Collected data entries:
-- -- --

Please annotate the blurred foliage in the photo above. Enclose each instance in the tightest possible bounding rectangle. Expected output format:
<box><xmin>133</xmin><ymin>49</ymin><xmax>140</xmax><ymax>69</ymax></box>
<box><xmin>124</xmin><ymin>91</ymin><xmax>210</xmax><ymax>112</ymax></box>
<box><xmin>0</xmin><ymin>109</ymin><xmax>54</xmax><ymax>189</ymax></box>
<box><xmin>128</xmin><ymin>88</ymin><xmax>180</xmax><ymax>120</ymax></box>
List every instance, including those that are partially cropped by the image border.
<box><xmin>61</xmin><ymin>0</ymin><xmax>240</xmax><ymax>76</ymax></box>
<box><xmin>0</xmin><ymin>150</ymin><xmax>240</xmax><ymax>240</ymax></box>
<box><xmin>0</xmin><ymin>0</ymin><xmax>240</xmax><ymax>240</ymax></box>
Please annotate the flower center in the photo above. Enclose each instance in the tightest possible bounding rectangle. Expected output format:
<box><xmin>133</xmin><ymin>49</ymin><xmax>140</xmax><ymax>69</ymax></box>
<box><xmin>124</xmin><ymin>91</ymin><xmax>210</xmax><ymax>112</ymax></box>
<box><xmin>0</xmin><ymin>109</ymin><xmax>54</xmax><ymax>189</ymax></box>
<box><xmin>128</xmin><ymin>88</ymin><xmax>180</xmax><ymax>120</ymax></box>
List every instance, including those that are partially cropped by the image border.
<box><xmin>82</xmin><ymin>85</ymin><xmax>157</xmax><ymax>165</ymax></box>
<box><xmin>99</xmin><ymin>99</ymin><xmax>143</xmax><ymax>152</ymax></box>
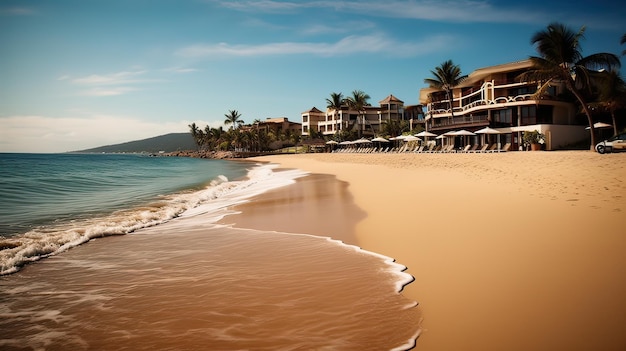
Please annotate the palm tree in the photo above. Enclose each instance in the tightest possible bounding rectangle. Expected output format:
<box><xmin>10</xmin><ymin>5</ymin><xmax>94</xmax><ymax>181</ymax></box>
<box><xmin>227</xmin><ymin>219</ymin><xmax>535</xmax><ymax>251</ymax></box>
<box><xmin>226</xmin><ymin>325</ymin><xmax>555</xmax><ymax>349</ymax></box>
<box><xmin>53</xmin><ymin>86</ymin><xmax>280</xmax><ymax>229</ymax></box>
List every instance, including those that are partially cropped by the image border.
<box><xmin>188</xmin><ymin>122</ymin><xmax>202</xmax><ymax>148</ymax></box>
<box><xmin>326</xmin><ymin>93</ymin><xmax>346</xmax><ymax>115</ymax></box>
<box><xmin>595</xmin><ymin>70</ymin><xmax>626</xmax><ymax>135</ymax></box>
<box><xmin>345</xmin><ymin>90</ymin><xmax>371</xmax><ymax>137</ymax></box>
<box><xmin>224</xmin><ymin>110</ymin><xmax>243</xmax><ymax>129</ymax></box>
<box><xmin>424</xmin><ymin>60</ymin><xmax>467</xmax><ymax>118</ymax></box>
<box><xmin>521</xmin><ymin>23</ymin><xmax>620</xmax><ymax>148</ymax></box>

-- -- --

Please update the listing above so that every "bounding rectangle" reads "bounding box", with all other text left as it is. Omit the pictures from your version.

Please annotate the blurred foliage in the photo above. Enclose each instance in the tightest possible bounding box. Expected output format:
<box><xmin>133</xmin><ymin>49</ymin><xmax>140</xmax><ymax>69</ymax></box>
<box><xmin>124</xmin><ymin>91</ymin><xmax>210</xmax><ymax>112</ymax></box>
<box><xmin>0</xmin><ymin>109</ymin><xmax>54</xmax><ymax>189</ymax></box>
<box><xmin>128</xmin><ymin>88</ymin><xmax>180</xmax><ymax>120</ymax></box>
List every instance, including those that are partially cropped by the image border.
<box><xmin>61</xmin><ymin>0</ymin><xmax>240</xmax><ymax>76</ymax></box>
<box><xmin>0</xmin><ymin>150</ymin><xmax>240</xmax><ymax>240</ymax></box>
<box><xmin>0</xmin><ymin>0</ymin><xmax>240</xmax><ymax>240</ymax></box>
Please annotate the flower center in the photo above. Enclose each instance in the tightest possible bounding box. Expected output format:
<box><xmin>133</xmin><ymin>49</ymin><xmax>140</xmax><ymax>69</ymax></box>
<box><xmin>124</xmin><ymin>91</ymin><xmax>210</xmax><ymax>112</ymax></box>
<box><xmin>0</xmin><ymin>109</ymin><xmax>54</xmax><ymax>189</ymax></box>
<box><xmin>128</xmin><ymin>88</ymin><xmax>180</xmax><ymax>120</ymax></box>
List every instance, including those that are partially cropped by the image border.
<box><xmin>82</xmin><ymin>85</ymin><xmax>157</xmax><ymax>165</ymax></box>
<box><xmin>99</xmin><ymin>99</ymin><xmax>143</xmax><ymax>152</ymax></box>
Please annotate the palm tree in the photo above. Enclose each instance in the tightest possible bounding box. Expected output format:
<box><xmin>10</xmin><ymin>5</ymin><xmax>94</xmax><ymax>181</ymax></box>
<box><xmin>227</xmin><ymin>219</ymin><xmax>535</xmax><ymax>251</ymax></box>
<box><xmin>226</xmin><ymin>325</ymin><xmax>555</xmax><ymax>349</ymax></box>
<box><xmin>53</xmin><ymin>86</ymin><xmax>280</xmax><ymax>229</ymax></box>
List every instance, including those that are partially cropped by the image border.
<box><xmin>188</xmin><ymin>122</ymin><xmax>202</xmax><ymax>148</ymax></box>
<box><xmin>326</xmin><ymin>93</ymin><xmax>346</xmax><ymax>115</ymax></box>
<box><xmin>595</xmin><ymin>70</ymin><xmax>626</xmax><ymax>135</ymax></box>
<box><xmin>345</xmin><ymin>90</ymin><xmax>371</xmax><ymax>137</ymax></box>
<box><xmin>224</xmin><ymin>110</ymin><xmax>243</xmax><ymax>129</ymax></box>
<box><xmin>424</xmin><ymin>60</ymin><xmax>467</xmax><ymax>118</ymax></box>
<box><xmin>521</xmin><ymin>23</ymin><xmax>620</xmax><ymax>148</ymax></box>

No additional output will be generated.